PROVIDED TEXT
FT-IR (KBr, cm⁻¹): 1694 (ν_C=O, acid), 641 (ν_C-Se);

Raman: 286 cm⁻¹ (ν_Se-Se), 641 cm⁻¹ (ν_C-Se);

¹H-NMR (500 MHz, Chloroform-d), δ(ppm): 2.84 (t, J = 7.4 Hz, 4H), 2.31 (t, J = 7.4 Hz, 4H), 1.69 (qu, J = 7.4 Hz, 4H), 1.61 (qu, J = 7.5 Hz, 4H), 1.45–1.34 (m, 4H);

¹³C-NMR (126 MHz, Chloroform-d), δ(ppm): 180.13, 33.92, 30.56, 29.66, 28.84, 24.13.

3.2. Synthesis of Compound 2

In a three-neck round-bottom flask, under argon atmosphere, compound 1 (0.100 g, 0.26 mmol), 2,6-di(pyridin-2-yl)pyridin-4-ol (tpyOH) (0.129 g, 0.52 mmol) and 4-DMAP (12.71 mg, 0.104 mmol) were dissolved in THF (5 mL) and DMF (1 mL) and were stirred at room temperature for 30 min, and then DCC (0.64 g, 0.312 mmol) was dissolved in THF (3 mL) and was added dropwise. The consumption of the starting materials was monitored on TLC (Al₂O₃: CHCl₃:hexane = 6:4). After 3 days, the solvents from the reaction mixture were evaporated under the reduced pressure, dissolved in CHCl₃ and washed with distilled water (3 × 50 mL). The organic phase was dried over anhydrous sodium sulfate, filtered, and the solvents were evaporated under the reduced pressure. The residue was dissolved in AcOEt and the undissolved precipitate was filtered off (to remove the DCU formed) and the mother liquor was evaporated. This procedure was repeated until no precipitate remained when adding AcOEt (3 times). The pure compound was obtained after a process of purification via column chromatography using SiO₂ as the stationary phase and CHCl₃-MeOH = 95:5 as the eluent and a process of purification via column chromatography using Al₂O₃ as the stationary phase and CHCl₃-hexane = 60:40 as the eluent, resulting in a pale-yellow gel (0.049 mmol, 18.8%).

FT-IR (KBr, cm⁻¹): 1766 (ν_C=O, ester), 1633–1447 (ν_C=N and ν_C=C).

¹H-NMR (500 MHz, Chloroform-d), δ(ppm): 8.59 (ddd, J = 4.8, 1.8, 0.9 Hz, 4H), 8.51 (dt, J = 8.0, 1.1 Hz, 4H), 8.15 (s, 4H), 7.75 (td, J = 7.7, 1.8 Hz, 4H), 7.25–7.18 (m, 4H), 2.87 (t, J = 7.4 Hz, 4H), 2.54 (t, J = 7.5 Hz, 4H), 1.73 (dt, J = 15.3, 7.6 Hz, 8H), 1.51–1.43 (m, 4H).

¹³C-NMR (126 MHz, Chloroform-d), δ(ppm): 170.85, 159.72, 157.56, 155.33, 149.14, 136.90, 124.12, 121.30, 114.28, 34.26, 30.62, 29.59, 28.91, 24.32.

INFORMATION PROVIDED
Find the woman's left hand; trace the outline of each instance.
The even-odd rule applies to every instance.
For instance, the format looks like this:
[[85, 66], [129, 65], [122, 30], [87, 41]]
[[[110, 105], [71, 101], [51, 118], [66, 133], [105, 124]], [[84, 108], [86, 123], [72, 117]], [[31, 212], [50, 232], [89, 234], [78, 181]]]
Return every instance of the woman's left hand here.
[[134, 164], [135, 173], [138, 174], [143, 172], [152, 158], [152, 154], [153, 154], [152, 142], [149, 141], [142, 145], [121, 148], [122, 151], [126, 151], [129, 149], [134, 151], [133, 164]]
--
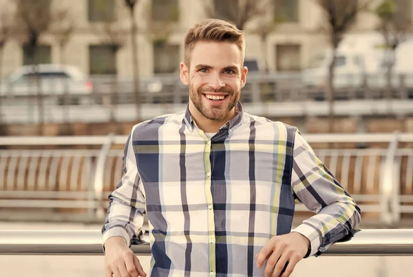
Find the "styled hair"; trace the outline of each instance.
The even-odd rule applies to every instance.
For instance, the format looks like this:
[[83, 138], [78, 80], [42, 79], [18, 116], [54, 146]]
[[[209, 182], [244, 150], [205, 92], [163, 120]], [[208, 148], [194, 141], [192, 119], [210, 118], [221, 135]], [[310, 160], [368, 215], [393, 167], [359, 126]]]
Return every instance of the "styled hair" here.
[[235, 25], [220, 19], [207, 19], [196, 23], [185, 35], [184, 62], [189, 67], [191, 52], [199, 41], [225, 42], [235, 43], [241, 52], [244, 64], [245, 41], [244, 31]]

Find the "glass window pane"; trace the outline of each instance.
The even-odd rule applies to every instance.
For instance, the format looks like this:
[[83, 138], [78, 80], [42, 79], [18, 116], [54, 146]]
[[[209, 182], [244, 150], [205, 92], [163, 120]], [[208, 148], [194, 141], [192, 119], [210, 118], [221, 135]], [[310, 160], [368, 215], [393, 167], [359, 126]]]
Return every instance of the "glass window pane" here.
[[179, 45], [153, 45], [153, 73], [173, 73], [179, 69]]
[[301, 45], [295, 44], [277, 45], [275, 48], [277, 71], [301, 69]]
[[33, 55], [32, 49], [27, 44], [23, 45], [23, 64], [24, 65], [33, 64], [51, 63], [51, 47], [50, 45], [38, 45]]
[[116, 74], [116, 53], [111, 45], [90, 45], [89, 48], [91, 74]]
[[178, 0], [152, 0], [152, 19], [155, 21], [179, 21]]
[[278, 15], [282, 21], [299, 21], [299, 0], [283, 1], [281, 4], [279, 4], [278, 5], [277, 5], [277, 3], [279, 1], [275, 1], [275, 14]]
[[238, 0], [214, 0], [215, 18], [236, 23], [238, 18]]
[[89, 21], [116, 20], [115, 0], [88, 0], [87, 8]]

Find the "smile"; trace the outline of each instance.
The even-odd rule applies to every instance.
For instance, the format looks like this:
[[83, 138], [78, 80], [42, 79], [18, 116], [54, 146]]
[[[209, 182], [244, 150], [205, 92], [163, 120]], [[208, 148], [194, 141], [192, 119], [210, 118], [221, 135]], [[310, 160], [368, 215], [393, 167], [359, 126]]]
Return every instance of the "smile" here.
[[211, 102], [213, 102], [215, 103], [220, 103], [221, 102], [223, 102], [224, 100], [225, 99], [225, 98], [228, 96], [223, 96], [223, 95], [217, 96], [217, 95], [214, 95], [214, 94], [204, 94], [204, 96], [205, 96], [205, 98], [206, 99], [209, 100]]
---
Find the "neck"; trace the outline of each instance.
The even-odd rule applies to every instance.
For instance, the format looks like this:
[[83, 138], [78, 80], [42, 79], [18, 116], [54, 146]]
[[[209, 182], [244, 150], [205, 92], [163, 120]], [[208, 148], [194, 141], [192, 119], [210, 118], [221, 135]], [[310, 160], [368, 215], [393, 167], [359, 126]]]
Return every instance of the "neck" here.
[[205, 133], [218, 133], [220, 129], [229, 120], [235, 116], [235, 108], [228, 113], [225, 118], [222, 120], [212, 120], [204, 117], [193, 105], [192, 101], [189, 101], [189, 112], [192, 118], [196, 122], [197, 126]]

ACTIVITY LIST
#1 Using the synthesis excerpt, say whether each statement agrees with it, answering yes or no and quoting the words that decide it.
(a) The Raman band at 286 cm⁻¹ is assigned to the Se–Se stretch.
(b) The AcOEt dissolution and filtration step was repeated five times.
(c) Compound 2 was obtained as a pale-yellow gel.
#2 Answer these questions from the synthesis excerpt.
(a) In the FT-IR data for compound 2, what range is assigned to ν_C=N and ν_C=C?
(b) How many days passed before the solvents were evaporated from the reaction mixture?
(c) What solvent mixture and ratio served as the eluent for the column chromatography on SiO₂?

EXERCISE RESPONSES
#1
(a) Yes: "286 cm⁻¹ (ν_Se-Se)"
(b) No: "This procedure was repeated until no precipitate remained when adding AcOEt (3 times)."
(c) Yes: "resulting in a pale-yellow gel (0.049 mmol, 18.8%)"

#2
(a) 1633–1447 cm⁻¹
(b) 3 days
(c) CHCl₃-MeOH = 95:5